## What the task requires
Reproduce the data below verbatim from the line containing "Drop one dot on each instance of the gray wing" through its final line, and produce nothing more.

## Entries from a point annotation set
>> Begin
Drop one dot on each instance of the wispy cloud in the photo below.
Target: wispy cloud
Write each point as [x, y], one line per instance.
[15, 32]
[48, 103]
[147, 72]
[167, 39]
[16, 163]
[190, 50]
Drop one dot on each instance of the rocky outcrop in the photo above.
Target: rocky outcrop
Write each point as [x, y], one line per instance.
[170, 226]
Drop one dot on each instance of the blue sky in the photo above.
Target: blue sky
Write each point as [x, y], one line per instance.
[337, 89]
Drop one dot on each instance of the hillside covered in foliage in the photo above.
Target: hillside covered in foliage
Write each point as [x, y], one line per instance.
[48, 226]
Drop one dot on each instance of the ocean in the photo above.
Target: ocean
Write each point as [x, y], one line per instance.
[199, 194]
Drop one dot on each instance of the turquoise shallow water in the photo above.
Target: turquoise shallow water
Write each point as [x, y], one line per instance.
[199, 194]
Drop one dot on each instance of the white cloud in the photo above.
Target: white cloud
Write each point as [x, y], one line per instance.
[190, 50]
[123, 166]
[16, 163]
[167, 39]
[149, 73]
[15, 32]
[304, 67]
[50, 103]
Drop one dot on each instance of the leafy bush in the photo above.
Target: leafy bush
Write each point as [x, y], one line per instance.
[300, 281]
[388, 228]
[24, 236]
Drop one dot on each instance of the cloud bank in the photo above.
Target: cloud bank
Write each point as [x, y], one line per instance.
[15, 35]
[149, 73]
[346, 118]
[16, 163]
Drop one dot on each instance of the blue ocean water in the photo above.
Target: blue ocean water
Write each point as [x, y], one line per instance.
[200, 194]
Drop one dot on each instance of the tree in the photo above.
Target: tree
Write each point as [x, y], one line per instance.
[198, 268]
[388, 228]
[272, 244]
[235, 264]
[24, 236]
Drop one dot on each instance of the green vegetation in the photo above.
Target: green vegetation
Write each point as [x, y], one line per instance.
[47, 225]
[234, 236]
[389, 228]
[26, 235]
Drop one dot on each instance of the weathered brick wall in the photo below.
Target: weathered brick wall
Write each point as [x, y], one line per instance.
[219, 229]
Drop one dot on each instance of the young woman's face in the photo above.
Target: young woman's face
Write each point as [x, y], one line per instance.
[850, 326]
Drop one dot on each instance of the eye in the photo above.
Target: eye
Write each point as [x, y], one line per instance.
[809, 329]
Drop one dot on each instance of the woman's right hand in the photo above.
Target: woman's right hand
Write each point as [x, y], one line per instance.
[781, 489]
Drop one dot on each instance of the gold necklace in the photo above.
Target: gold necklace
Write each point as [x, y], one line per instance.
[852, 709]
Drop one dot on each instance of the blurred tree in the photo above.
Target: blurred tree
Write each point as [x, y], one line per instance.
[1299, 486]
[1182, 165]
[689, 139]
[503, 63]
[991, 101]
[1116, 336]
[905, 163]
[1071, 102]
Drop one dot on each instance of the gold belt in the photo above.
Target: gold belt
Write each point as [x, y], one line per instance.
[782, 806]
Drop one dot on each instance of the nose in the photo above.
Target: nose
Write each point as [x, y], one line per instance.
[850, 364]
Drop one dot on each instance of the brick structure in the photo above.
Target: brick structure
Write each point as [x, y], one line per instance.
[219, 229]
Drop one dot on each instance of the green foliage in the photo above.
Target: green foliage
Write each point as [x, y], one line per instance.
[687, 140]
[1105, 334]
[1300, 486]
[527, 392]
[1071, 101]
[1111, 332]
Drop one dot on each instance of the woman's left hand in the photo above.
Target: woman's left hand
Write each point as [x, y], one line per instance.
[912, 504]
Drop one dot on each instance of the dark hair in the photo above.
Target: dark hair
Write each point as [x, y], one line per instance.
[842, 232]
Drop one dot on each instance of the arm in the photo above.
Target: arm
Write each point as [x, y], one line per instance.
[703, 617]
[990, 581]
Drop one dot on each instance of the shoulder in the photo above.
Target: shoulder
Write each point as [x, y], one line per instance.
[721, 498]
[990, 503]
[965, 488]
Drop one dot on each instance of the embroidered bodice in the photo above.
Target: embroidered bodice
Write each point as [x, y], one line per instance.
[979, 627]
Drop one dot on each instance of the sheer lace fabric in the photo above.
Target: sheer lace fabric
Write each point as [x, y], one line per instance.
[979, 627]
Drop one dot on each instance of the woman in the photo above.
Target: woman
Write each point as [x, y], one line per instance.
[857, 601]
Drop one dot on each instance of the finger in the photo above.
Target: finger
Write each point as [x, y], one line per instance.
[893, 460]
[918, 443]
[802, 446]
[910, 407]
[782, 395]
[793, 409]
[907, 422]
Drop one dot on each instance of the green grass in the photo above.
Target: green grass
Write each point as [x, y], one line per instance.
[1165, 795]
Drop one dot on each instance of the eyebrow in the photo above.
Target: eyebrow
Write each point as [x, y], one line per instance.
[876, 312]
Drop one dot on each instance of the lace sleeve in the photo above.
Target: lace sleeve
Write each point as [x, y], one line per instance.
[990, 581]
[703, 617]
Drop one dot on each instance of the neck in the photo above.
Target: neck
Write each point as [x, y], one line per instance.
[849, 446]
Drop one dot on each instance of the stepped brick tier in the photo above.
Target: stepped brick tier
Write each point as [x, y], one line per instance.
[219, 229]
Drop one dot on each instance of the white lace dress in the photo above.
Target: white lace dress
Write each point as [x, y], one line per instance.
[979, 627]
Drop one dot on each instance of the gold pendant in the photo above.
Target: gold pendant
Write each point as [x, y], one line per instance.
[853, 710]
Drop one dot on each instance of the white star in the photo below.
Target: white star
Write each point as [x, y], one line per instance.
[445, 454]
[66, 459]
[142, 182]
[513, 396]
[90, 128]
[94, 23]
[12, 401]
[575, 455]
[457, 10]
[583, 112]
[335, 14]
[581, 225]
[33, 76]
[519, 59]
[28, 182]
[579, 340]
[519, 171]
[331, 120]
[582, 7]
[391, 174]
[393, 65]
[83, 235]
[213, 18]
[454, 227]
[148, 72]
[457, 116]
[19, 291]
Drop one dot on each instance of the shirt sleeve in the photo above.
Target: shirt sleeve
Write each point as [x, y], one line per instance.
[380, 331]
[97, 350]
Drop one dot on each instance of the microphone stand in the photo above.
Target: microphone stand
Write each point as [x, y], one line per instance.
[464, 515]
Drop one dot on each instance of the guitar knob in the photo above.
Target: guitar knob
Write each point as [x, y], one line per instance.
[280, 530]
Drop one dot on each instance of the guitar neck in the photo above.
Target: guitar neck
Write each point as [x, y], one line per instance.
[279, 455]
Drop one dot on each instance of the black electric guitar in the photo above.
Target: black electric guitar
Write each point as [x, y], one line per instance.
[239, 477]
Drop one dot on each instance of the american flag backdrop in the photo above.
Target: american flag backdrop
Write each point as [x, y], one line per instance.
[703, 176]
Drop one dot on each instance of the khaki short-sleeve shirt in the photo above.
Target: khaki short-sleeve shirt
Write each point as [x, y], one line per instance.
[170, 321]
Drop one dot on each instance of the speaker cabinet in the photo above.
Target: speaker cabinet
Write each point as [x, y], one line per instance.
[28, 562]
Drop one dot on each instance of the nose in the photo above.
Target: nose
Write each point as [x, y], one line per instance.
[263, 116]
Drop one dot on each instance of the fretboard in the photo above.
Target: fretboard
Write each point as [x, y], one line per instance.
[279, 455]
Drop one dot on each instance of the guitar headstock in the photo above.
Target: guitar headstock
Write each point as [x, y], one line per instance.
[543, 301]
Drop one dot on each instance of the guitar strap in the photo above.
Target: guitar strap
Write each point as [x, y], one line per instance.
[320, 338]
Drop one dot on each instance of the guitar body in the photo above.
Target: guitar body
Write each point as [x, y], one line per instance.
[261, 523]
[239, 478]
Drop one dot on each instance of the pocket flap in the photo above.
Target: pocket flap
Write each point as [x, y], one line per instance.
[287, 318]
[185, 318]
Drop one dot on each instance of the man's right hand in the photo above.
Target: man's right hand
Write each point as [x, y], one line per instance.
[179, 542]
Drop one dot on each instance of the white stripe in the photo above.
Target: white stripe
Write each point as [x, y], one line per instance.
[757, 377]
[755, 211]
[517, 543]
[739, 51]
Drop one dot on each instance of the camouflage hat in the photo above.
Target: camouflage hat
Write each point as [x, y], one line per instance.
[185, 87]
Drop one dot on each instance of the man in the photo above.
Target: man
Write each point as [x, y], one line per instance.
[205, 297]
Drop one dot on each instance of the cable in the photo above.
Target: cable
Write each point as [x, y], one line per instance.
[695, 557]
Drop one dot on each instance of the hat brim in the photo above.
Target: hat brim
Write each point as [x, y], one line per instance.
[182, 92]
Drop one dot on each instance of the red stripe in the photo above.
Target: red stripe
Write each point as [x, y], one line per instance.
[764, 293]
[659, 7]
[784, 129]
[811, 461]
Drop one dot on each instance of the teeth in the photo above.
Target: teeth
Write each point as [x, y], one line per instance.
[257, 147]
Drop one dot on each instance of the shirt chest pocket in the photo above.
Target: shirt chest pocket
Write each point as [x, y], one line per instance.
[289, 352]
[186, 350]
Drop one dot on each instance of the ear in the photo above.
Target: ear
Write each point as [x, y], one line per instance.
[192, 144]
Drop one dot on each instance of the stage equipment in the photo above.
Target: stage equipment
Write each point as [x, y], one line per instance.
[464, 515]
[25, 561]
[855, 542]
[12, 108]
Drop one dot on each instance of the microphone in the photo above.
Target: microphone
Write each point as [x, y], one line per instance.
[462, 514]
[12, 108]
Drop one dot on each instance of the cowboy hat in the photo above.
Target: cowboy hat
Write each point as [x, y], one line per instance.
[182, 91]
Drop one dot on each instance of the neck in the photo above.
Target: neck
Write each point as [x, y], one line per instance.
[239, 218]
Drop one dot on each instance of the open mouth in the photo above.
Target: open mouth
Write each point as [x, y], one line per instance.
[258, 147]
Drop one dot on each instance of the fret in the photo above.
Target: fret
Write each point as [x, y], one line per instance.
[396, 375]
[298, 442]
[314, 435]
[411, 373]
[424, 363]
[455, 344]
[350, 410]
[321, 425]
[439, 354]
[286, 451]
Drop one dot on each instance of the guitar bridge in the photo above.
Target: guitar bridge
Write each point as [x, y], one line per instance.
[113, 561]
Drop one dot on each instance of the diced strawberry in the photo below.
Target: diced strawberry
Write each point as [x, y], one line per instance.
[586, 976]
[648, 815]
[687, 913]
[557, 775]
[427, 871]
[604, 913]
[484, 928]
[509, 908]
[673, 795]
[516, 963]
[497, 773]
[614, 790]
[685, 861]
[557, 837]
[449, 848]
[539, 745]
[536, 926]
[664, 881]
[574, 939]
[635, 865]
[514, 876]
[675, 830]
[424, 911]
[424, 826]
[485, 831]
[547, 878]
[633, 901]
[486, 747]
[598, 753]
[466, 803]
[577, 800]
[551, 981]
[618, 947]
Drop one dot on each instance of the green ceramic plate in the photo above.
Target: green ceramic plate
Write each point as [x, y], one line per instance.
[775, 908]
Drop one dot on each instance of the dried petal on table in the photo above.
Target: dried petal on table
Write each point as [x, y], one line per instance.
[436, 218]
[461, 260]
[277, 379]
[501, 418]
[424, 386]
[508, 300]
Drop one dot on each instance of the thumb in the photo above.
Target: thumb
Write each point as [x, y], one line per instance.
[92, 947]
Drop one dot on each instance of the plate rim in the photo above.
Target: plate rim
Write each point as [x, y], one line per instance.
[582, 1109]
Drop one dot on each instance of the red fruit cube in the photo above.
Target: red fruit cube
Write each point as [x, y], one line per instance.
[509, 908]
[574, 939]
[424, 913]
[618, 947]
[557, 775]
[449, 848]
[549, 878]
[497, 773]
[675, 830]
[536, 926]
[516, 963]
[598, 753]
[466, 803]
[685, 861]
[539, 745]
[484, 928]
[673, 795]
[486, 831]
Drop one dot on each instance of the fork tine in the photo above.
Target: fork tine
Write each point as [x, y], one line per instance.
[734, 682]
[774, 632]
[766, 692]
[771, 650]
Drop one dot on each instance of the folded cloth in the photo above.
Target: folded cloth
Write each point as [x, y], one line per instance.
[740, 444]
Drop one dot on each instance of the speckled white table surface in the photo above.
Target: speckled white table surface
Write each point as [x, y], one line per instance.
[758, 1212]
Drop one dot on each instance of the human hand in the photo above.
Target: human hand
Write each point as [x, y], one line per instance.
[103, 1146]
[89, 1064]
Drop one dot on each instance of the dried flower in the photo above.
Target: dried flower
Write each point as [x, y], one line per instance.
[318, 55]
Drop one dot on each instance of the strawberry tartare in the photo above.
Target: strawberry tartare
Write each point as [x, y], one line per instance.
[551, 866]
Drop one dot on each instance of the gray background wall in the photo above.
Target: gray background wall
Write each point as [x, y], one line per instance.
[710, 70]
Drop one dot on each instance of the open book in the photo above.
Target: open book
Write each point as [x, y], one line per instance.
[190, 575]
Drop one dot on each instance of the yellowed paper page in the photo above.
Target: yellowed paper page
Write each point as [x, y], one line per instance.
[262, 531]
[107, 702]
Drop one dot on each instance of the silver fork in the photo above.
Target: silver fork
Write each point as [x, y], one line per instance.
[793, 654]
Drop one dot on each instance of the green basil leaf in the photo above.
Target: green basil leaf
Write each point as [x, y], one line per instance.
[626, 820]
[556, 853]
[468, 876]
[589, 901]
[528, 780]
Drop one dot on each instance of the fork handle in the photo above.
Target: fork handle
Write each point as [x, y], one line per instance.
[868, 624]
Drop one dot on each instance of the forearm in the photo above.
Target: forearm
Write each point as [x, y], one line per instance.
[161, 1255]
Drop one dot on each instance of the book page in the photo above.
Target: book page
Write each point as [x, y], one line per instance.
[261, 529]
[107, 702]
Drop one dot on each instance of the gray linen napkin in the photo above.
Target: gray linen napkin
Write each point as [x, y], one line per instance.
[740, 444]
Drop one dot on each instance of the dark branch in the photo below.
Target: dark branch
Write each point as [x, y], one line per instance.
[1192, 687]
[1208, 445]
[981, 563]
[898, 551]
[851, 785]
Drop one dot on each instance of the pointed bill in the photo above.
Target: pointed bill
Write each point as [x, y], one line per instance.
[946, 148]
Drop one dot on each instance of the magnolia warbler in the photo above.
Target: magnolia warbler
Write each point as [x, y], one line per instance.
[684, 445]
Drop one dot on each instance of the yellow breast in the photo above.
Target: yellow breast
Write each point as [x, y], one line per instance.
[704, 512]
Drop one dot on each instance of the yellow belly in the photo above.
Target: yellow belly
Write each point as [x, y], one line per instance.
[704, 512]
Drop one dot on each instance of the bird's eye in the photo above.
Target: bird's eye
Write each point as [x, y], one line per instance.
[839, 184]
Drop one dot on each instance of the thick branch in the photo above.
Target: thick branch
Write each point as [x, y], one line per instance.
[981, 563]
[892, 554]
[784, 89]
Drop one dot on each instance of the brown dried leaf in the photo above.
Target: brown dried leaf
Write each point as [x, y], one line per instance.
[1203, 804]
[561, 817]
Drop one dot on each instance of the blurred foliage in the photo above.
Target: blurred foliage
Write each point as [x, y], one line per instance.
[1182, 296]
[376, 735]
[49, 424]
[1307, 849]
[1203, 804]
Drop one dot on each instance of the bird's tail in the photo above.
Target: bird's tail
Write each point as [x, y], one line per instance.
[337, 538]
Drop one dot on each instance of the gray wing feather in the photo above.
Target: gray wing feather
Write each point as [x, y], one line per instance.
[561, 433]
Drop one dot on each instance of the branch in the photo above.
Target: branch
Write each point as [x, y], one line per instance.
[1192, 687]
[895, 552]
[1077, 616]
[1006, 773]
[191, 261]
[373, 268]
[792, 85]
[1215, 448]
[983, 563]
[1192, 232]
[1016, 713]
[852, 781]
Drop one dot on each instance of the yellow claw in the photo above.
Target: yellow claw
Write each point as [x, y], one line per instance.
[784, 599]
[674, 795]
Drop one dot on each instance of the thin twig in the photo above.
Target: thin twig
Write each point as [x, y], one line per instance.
>> End
## Solved problem
Drop one dot on each instance of the gray wing feather in the photo above.
Target: gray wing feather
Write each point as [x, y], one line per instance.
[561, 433]
Drop one dot on each instance of the branch in the photo above.
Target: branch
Write each point as [x, y], one line per instance.
[1192, 687]
[895, 552]
[1077, 616]
[1006, 773]
[191, 261]
[373, 268]
[792, 85]
[1215, 448]
[983, 563]
[1192, 232]
[1016, 713]
[852, 781]
Drop one dot on each instance of the yellow claw in the photo above.
Target: yellow claw
Write each point as [x, y], one line per instance.
[784, 599]
[674, 795]
Drop one dot on each instance of the thin twig in the photo above.
Target: thin twig
Write each point as [x, y], one line per instance.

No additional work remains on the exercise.